* [Что требуется]:
Пожалуйста, продолжите текст о православной церкви в Польше первой половины ХХ века сразу после слов «После образования в 1918 г.».

Православная церковь в системе
государственно-церковных отношений
в Польше первой половины ХХ в.
Волокитина Татьяна Викторовна
-- руководитель Научного центра истории
сталинизма в Восточной Европе Института
славяноведения РАН, ведущий научный
сотрудник, доктор исторических наук
В Польше, где большинство
населения, принадлежавшего к титульной
польской нации, исповедовало католицизм,
православная церковь объединяла, главным
образом, представителей национальных
меньшинств -- украинцев, белорусов
и русских и была фактором, определявшим
их этническую идентичность и целостность,
а также обособленность существования
среди титульной нации. То обстоятельство,
что власть для них являлась инонациональной,
вносило дополнительные трудности
в процесс налаживания отношений
с государством.
Православная церковь в межвоенный
период
После образования в 1918 г.

* [Строки данных]:
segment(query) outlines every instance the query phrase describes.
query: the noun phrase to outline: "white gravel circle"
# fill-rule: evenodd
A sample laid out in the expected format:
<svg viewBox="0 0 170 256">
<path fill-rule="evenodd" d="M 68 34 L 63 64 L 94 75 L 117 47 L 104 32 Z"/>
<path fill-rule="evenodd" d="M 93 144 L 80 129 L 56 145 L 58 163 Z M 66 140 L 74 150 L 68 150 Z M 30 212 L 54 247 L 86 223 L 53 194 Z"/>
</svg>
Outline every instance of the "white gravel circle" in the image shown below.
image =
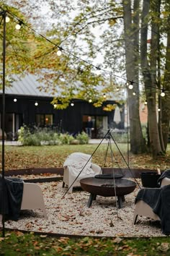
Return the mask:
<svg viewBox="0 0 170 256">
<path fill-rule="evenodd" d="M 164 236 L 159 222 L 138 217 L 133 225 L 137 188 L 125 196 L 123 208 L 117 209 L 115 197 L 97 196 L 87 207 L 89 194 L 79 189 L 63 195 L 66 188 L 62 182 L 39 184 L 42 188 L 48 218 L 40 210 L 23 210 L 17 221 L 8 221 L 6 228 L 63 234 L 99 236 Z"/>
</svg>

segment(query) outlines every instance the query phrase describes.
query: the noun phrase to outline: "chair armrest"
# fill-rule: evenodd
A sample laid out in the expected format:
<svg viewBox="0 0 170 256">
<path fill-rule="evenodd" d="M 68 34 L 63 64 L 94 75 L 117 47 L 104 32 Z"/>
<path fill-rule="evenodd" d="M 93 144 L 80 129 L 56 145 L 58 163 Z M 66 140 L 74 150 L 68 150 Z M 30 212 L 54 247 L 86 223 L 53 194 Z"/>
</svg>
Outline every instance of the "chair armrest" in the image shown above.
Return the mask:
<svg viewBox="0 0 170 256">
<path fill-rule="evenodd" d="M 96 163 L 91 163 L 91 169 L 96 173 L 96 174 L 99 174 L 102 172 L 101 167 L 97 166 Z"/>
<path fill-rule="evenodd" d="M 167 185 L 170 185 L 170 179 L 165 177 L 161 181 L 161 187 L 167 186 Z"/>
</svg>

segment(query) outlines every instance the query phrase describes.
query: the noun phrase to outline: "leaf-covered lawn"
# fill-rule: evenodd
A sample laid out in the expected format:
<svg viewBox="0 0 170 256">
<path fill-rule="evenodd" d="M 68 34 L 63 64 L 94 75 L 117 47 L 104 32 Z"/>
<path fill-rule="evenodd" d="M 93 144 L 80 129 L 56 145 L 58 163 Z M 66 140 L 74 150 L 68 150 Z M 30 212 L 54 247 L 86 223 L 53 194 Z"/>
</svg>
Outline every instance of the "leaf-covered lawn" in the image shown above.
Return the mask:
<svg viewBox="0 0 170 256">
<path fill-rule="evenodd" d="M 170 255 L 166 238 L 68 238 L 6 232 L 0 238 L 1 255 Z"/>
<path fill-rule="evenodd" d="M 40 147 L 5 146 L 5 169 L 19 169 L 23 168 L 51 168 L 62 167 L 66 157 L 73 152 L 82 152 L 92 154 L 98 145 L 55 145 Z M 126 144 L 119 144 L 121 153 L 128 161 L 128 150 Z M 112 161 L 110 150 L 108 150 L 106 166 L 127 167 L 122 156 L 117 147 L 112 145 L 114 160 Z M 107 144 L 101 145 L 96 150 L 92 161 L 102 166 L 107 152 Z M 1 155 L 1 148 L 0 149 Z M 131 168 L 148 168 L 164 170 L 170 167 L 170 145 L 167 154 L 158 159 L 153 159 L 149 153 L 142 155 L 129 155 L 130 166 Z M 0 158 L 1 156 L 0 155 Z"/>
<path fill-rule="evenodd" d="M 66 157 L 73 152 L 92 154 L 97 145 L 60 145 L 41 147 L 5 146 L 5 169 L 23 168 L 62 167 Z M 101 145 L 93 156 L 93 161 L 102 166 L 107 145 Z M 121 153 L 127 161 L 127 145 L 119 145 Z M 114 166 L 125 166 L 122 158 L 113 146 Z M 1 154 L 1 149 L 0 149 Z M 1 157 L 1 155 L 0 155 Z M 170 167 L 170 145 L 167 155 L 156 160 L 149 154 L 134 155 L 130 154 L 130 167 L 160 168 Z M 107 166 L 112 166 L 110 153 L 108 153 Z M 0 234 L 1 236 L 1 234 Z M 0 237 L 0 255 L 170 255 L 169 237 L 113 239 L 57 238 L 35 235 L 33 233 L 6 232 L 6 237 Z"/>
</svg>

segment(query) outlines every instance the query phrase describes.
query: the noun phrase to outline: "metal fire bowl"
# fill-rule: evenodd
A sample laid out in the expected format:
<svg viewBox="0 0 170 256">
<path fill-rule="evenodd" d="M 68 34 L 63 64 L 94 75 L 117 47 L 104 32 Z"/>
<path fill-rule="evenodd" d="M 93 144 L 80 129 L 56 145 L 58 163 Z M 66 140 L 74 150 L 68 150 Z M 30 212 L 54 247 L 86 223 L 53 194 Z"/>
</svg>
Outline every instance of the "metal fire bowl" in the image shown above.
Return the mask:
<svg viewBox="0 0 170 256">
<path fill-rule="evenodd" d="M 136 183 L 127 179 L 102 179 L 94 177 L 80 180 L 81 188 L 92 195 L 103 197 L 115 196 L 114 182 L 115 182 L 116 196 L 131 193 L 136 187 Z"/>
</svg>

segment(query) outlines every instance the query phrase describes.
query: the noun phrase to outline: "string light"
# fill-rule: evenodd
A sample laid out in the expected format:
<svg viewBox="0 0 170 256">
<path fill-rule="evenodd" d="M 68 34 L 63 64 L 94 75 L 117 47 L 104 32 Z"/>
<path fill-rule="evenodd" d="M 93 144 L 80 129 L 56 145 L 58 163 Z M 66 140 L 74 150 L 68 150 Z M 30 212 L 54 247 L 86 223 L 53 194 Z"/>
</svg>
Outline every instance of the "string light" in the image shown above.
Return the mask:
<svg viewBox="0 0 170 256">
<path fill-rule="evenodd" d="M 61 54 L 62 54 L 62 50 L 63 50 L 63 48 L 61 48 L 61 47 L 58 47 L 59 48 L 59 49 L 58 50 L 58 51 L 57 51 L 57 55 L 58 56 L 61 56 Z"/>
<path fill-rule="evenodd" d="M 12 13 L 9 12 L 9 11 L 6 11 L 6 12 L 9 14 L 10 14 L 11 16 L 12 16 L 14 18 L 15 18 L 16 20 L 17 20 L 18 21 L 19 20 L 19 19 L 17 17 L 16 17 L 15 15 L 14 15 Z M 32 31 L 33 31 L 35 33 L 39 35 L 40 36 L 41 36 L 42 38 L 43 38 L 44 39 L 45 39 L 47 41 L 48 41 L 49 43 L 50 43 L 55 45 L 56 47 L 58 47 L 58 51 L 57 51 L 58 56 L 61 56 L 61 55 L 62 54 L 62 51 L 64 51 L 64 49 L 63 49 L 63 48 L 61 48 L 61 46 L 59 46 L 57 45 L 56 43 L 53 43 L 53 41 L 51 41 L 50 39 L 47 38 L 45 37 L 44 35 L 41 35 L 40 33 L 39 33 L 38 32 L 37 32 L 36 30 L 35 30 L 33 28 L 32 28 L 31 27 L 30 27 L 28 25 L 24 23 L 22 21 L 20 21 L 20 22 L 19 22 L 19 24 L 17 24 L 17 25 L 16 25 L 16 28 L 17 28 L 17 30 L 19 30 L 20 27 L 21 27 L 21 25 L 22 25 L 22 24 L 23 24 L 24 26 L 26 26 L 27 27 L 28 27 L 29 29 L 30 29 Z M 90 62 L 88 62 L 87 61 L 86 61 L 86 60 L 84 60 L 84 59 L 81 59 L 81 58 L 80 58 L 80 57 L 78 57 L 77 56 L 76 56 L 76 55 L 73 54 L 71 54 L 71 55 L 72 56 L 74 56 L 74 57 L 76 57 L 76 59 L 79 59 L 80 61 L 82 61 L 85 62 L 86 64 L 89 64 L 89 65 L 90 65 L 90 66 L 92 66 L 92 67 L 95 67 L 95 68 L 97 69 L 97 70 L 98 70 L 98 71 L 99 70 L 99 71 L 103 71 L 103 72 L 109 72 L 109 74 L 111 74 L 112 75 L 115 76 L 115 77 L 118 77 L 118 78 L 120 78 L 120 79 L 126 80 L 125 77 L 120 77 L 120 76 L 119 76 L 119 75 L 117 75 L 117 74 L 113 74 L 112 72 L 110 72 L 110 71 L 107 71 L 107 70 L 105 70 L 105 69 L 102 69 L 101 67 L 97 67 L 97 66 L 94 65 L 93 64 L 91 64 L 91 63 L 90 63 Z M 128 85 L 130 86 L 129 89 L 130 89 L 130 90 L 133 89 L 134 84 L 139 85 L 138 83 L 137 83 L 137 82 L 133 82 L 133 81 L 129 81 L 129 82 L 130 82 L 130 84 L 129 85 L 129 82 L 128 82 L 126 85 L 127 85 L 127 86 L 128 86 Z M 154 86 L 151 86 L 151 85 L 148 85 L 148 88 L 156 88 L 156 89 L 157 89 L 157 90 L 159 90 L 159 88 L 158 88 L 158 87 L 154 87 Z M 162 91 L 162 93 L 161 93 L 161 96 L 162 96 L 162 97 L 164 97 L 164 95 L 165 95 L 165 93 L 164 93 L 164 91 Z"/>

* [Ответ ниже]:
польского государства православные
приходы, в которых насчитывалось
до 3 тыс. храмов, объединялись в Волынскую,
Пинско-Новогрудскую, Гродненскую, Варшавско-Радомскую,
Хелмско-Подляшскую и Краковскую епархии,
находившиеся под юрисдикцией Русской
православной церкви (РПЦ). Когда по
Рижскому мирному договору 1921 г. Западная
Украина и Западная Белоруссия вошли
в состав Польши и несколько епархий
РПЦ оказались за границей, Св. Синод
РПЦ в сентябре 1921 г. назначил на
Варшавскую кафедру бывшего архиепископа
Минского Георгия (Ярошевского). Годом
позже по просьбе польского правительства
он был возведен в сан митрополита,
а православной церкви в Польше (ППЦ)
формально было предоставлено право
широкой автономии.
Польское правительство,
однако, активно вмешивалось в
церковную жизнь и управление
епархиями, причем распоряжения Министерства
исповеданий и народного просвещения
нередко противоречили конституционному
принципу веротерпимости. При этом
польское правительство преследовало,
помимо прочего, цель освободиться от
«иностранной» церковной власти.
Его настойчивость, направленная на
отрыв православного населения
от Московской патриархии, в значительной
мере обусловливалась резким неприятием
большевизма. Уже в 1921 г. польские власти
обратились к главе Русской церкви
патриарху Тихону со специальным
меморандумом, в котором содержалась
просьба о даровании ППЦ автокефалии.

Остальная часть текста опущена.